* [TRAVAIL À FAIRE]:
[a] Dans la recension, relevez chaque type de discours qui, selon le texte, place aujourd'hui la question identitaire au cœur des propos sur l'État israélien.
[b] Répondez, s'il vous plaît, à ces questions sur la recension :
(i) Quelle maison d'édition a publié l'ouvrage, et en quelle année ?
(ii) Combien de pages compte l'ouvrage ?
(iii) Qu'est-ce que l'Ancien Testament a pu fournir aux promoteurs du projet sioniste ?

* [EXTRAIT DU TEXTE]:
____

In lieu of an abstract, here is a brief excerpt of the content:

Reviewed by:
  • Israël : la fabrique de l'identité nationale
  • Pierre Renno
Avner Ben-Amos . – Israël : la fabrique de l'identité nationale, Paris, Éditions du CNRS, 2010, 271 p. « Histoire ».

La question identitaire est aujourd'hui au cœur des discours – académiques, militants, mais aussi diplomatiques – sur l'État israélien. Dans ces conditions, produire une étude originale sur ce thème peut sembler relever de la gageure. Avec cet ouvrage d'Avner Ben-Amos, les éditions du CNRS réussissent pourtant à nous proposer une réflexion assez rafraîchissante sur l'identité nationale israélienne.

En historien de l'éducation, Avner Ben-Amos ne s'interroge pas tant sur le contenu de l'identité israélienne que sur sa transmission. Il se penche dès lors sur les institutions mobilisées pour inculquer aux Juifs ayant rejoint la terre d'Israël (Eretz Israël) une identité nationale commune. À partir de l'étude de ces vecteurs de l'identité [End Page 164] israélienne, il en revient cependant toujours à la construction, ou – suivant le terme mis en exergue dans le titre – la « fabrique », de l'identité nationale israélienne.

Ce type d'approche, aussi attentive aux idées qu'à leurs vecteurs, le préserve de tout biais essentialiste ou culturaliste. Avner Ben-Amos analyse très finement, dès l'introduction, le rapport ambivalent que les promoteurs du projet sioniste entretenaient à l'égard de la tradition juive. Si l'Ancien Testament a pu leur fournir un stock de références symboliques, l'identité nationale israélienne n'en a pas moins promu une rupture avec le stéréotype du Juif diasporique. Avner Ben-Amos se dispense dès lors de traquer, au sein du projet national sioniste, une peu probante « essence » juive. Néanmoins, malgré cette attention portée aux instruments de propagation de l'identité, son ouvrage se garde de tomber dans la dénonciation polémique d'une nation « inventée » ou d'une identité purement instrumentalisée.

____

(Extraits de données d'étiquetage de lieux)
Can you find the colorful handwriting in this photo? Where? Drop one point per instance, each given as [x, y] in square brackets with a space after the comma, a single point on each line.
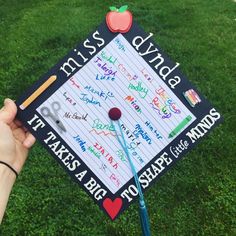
[96, 154]
[105, 154]
[108, 58]
[139, 131]
[164, 110]
[80, 142]
[102, 133]
[103, 167]
[132, 146]
[141, 90]
[70, 100]
[120, 45]
[103, 77]
[128, 133]
[89, 100]
[121, 155]
[146, 75]
[97, 124]
[149, 125]
[74, 83]
[126, 73]
[115, 180]
[100, 93]
[75, 116]
[103, 66]
[132, 101]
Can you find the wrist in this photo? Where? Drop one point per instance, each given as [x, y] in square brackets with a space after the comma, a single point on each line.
[7, 180]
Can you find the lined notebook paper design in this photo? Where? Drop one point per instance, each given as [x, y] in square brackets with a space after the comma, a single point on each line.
[152, 115]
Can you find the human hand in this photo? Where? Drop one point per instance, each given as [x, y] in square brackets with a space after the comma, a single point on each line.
[15, 140]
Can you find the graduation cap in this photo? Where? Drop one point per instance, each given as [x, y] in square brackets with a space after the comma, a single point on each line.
[116, 113]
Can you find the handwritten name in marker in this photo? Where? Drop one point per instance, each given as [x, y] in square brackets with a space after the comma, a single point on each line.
[103, 77]
[75, 116]
[129, 134]
[140, 131]
[103, 167]
[75, 84]
[146, 75]
[151, 127]
[121, 155]
[108, 58]
[89, 100]
[168, 101]
[126, 73]
[132, 147]
[107, 156]
[80, 142]
[69, 99]
[100, 93]
[98, 124]
[119, 44]
[134, 104]
[142, 91]
[107, 70]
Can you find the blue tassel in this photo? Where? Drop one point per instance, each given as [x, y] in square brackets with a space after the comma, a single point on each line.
[144, 218]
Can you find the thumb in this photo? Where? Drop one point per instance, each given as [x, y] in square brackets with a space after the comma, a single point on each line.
[8, 112]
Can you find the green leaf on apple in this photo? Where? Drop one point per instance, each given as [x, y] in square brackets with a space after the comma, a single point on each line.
[123, 8]
[112, 8]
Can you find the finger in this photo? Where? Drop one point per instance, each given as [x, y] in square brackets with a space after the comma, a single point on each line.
[8, 112]
[29, 141]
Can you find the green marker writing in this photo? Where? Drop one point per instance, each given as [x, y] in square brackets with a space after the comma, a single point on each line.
[180, 126]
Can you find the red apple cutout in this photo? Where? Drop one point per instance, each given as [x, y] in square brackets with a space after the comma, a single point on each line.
[119, 20]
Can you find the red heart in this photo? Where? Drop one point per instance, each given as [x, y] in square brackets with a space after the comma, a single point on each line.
[112, 207]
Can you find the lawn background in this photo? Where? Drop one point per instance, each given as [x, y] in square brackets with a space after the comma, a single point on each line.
[197, 197]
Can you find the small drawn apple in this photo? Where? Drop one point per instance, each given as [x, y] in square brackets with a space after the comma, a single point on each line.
[119, 20]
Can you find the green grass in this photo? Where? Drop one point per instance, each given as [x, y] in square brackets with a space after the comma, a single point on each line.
[197, 197]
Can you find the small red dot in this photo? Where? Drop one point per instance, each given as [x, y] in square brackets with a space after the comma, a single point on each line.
[114, 113]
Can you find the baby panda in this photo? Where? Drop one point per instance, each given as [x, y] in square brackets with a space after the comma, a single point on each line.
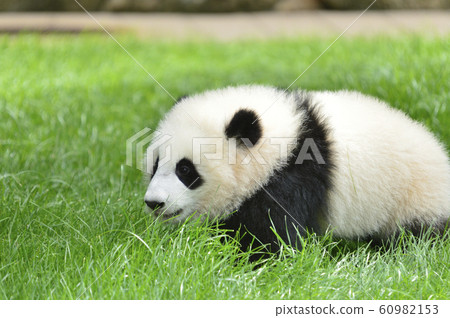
[262, 160]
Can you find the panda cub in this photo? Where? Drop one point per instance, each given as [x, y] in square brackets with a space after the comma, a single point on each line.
[259, 159]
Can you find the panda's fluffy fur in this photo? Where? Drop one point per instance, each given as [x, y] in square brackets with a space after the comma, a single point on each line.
[380, 170]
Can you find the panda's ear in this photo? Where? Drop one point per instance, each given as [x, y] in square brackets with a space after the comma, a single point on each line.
[244, 124]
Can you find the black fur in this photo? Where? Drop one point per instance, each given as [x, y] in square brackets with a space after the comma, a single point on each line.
[244, 125]
[293, 202]
[186, 172]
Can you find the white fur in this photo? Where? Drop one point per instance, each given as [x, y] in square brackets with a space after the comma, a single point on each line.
[206, 116]
[389, 171]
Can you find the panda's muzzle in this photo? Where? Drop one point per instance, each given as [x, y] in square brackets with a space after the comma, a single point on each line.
[157, 208]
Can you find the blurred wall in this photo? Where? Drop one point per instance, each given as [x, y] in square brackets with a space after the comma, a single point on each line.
[215, 5]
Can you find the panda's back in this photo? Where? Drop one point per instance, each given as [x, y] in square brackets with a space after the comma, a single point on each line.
[389, 170]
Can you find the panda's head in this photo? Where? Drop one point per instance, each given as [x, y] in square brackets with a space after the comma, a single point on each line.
[214, 150]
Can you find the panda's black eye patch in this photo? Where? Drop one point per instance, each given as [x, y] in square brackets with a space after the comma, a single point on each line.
[186, 172]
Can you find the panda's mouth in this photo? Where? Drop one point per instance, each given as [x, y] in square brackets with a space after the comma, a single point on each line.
[172, 215]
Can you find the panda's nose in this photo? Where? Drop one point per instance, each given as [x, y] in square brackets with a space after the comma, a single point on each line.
[154, 204]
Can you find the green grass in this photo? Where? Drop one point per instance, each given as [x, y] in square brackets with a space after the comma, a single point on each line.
[72, 220]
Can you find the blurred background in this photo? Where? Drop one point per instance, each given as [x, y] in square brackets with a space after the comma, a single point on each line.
[215, 5]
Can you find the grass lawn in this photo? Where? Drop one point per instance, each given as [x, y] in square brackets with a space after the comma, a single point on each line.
[72, 218]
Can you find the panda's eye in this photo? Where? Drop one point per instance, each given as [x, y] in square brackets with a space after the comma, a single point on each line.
[183, 170]
[187, 173]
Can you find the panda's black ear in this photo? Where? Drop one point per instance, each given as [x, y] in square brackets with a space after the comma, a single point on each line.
[244, 124]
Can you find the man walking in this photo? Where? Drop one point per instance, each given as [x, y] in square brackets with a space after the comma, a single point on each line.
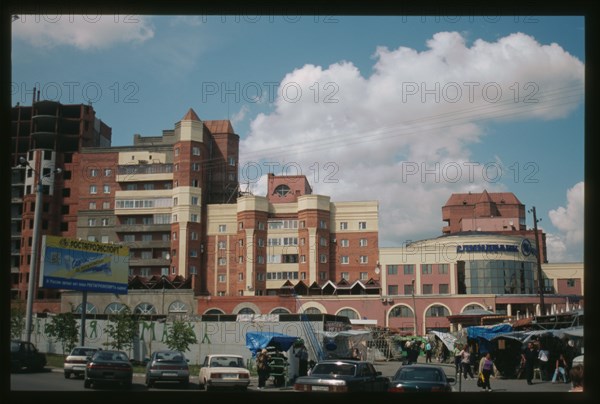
[529, 356]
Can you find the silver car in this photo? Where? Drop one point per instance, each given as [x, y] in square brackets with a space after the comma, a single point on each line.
[76, 360]
[167, 367]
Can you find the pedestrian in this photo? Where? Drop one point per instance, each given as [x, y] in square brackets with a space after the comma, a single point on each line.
[262, 367]
[457, 357]
[428, 352]
[561, 368]
[487, 368]
[465, 360]
[528, 357]
[576, 375]
[302, 355]
[544, 361]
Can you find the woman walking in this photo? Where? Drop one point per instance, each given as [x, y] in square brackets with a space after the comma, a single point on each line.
[487, 368]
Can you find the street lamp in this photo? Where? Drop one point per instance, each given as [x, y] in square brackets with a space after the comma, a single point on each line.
[37, 218]
[414, 305]
[539, 262]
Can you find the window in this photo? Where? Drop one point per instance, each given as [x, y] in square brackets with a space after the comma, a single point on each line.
[282, 190]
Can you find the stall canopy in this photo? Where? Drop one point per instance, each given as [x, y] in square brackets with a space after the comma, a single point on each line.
[489, 332]
[255, 341]
[446, 338]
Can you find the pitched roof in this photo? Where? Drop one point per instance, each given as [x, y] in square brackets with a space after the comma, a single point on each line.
[191, 116]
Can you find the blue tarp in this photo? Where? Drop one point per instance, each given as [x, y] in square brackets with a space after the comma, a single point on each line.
[255, 341]
[487, 333]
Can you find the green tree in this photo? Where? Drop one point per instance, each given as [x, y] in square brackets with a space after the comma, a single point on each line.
[180, 335]
[17, 322]
[122, 328]
[64, 328]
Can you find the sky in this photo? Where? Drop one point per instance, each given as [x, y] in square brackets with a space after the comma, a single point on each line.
[401, 110]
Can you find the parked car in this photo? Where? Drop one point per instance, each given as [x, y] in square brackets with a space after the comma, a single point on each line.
[108, 367]
[341, 376]
[76, 360]
[24, 354]
[420, 378]
[167, 366]
[224, 371]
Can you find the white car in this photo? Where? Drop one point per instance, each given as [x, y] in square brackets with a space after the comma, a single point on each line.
[224, 371]
[76, 360]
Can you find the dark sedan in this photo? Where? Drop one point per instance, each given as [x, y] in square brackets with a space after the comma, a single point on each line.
[108, 367]
[341, 376]
[167, 366]
[420, 378]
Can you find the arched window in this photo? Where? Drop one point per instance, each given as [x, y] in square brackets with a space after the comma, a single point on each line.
[145, 308]
[401, 311]
[437, 311]
[115, 308]
[89, 309]
[282, 190]
[177, 307]
[351, 314]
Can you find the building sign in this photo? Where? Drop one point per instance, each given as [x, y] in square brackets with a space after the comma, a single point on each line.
[487, 248]
[83, 265]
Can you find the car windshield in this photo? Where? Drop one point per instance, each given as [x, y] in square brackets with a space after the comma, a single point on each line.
[426, 375]
[342, 369]
[169, 357]
[226, 361]
[83, 351]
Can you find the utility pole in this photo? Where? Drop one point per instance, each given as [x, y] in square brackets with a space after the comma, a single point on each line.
[539, 262]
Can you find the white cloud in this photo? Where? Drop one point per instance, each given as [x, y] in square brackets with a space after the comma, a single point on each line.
[402, 136]
[82, 31]
[569, 221]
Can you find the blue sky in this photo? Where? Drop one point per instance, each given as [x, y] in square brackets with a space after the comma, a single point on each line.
[403, 110]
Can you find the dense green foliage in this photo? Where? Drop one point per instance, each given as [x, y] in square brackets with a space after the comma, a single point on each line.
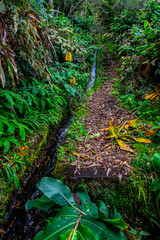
[88, 222]
[134, 36]
[36, 87]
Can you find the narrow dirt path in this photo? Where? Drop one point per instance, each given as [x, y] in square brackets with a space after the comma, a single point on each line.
[97, 157]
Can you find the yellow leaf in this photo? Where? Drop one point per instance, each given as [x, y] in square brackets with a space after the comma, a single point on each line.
[133, 123]
[73, 81]
[124, 146]
[76, 154]
[156, 89]
[151, 132]
[68, 57]
[151, 96]
[142, 140]
[113, 130]
[104, 129]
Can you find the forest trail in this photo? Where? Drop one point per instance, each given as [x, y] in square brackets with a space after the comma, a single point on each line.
[96, 157]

____

* [RÉPONSES CI-DESSOUS]:
[a] académiques, militants, diplomatiques

[b]
(i) Les Éditions du CNRS, en 2010.
(ii) 271 pages.
(iii) Un stock de références symboliques.